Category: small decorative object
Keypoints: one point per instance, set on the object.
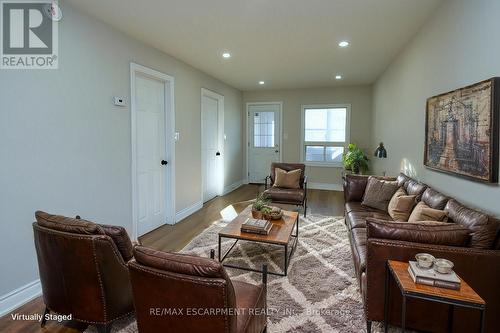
(380, 152)
(355, 159)
(461, 131)
(443, 266)
(261, 202)
(272, 213)
(425, 260)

....

EXERCISE DETAILS: Write every entry again exactly as given, skipping the pictures.

SOLUTION FOR THIS EXERCISE:
Category: small decorative object
Keypoints: one point per instance, set on the object.
(380, 152)
(355, 159)
(461, 131)
(443, 266)
(261, 202)
(272, 213)
(425, 260)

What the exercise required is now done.